* **Data in this exercise**:
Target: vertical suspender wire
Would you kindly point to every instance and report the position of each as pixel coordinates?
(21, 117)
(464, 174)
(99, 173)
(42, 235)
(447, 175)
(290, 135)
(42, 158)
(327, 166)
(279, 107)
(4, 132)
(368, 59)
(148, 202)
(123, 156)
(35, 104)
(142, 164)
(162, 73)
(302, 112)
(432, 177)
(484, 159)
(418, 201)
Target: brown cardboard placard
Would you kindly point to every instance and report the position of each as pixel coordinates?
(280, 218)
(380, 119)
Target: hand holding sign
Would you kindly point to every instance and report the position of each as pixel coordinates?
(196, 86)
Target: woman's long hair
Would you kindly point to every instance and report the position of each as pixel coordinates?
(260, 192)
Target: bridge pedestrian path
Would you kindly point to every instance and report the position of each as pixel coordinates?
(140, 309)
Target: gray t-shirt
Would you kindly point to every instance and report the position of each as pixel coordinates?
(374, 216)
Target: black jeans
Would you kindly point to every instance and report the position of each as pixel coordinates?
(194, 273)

---

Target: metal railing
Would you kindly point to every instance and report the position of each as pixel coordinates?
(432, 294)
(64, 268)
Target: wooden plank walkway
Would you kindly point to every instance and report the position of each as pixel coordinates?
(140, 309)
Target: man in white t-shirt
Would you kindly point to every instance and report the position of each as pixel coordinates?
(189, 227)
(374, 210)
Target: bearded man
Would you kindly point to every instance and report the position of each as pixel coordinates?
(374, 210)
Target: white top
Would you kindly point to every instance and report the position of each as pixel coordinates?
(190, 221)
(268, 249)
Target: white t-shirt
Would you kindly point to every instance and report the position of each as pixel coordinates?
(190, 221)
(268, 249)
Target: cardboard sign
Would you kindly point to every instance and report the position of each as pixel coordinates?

* * *

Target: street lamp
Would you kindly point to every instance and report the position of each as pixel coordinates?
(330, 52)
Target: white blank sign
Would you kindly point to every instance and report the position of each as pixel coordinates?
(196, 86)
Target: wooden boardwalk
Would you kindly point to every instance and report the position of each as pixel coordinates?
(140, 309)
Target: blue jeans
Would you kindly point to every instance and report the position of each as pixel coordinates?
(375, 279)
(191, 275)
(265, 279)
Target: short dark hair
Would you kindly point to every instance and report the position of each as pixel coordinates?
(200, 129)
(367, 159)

* **Your objective**: Retype only this portion of the data above: the line containing "Target: hand holding sign", the line containing "Target: bridge pedestrian path", and all lines between them, exactly.

* **Response for this exercise**:
Target: hand holding sign
Would you kindly point to every instance and report the position of each as pixel coordinates?
(196, 86)
Target: woman's long hair
Would you kindly point to every instance and report the position of each as pixel coordinates?
(260, 192)
Target: bridge pedestrian path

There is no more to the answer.